* Start Stored data *

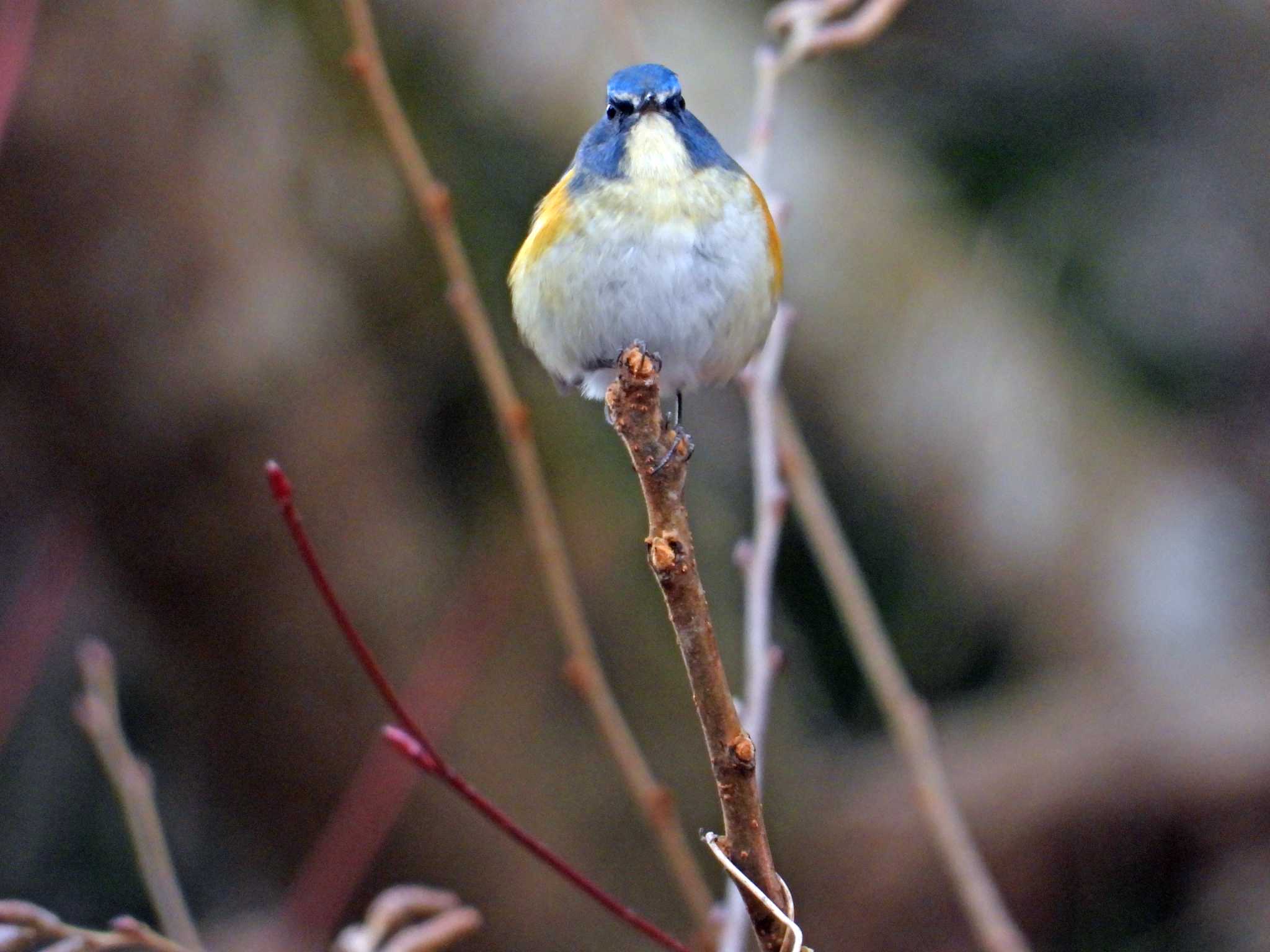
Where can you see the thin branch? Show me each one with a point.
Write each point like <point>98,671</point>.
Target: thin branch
<point>810,32</point>
<point>432,200</point>
<point>907,716</point>
<point>33,926</point>
<point>413,743</point>
<point>634,405</point>
<point>757,560</point>
<point>98,714</point>
<point>813,32</point>
<point>760,382</point>
<point>368,806</point>
<point>38,606</point>
<point>409,919</point>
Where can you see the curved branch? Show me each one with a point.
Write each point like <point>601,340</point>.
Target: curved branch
<point>584,668</point>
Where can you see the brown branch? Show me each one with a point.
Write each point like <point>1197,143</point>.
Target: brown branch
<point>634,405</point>
<point>809,32</point>
<point>907,716</point>
<point>31,926</point>
<point>432,200</point>
<point>411,741</point>
<point>813,32</point>
<point>409,919</point>
<point>98,714</point>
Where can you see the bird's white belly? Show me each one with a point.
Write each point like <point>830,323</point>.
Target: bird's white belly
<point>690,275</point>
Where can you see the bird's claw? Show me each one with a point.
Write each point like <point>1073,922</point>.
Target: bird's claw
<point>681,436</point>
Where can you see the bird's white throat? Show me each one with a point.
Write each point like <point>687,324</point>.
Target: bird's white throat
<point>654,151</point>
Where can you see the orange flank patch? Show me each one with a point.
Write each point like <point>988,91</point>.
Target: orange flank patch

* End Stored data *

> **Brief**
Please arrange the lines of the entries above, from the line containing "Where can you see the curved" through the end of the entries, as a JSON list of strings, one string per line and with blank lines left out.

> **Answer in full**
[
  "Where can you see the curved branch? Show me each one with a point.",
  "Write each point like <point>601,340</point>.",
  "Target: curved branch",
  "<point>584,668</point>",
  "Where can you see the brown branch? Show me each one with a point.",
  "Write each point like <point>1197,143</point>.",
  "Target: brown branch",
  "<point>634,405</point>",
  "<point>809,32</point>",
  "<point>907,716</point>",
  "<point>31,926</point>",
  "<point>432,200</point>",
  "<point>411,741</point>",
  "<point>813,32</point>",
  "<point>409,919</point>",
  "<point>98,714</point>",
  "Where can you see the bird's white belly? Show me each one with a point.",
  "Write each point like <point>830,323</point>.",
  "Target: bird's white belly",
  "<point>690,275</point>",
  "Where can you see the bird's claw? Show me each one with a point.",
  "Write each point like <point>1073,922</point>.",
  "Target: bird's claw",
  "<point>681,436</point>",
  "Where can you see the bird's white throat? Show me each one with a point.",
  "Write each point like <point>687,324</point>.",
  "Target: bird's white throat",
  "<point>654,151</point>",
  "Where can you see the orange flank patch? Show me each one with a point.",
  "Write each point like <point>988,91</point>.",
  "Target: orange flank patch"
]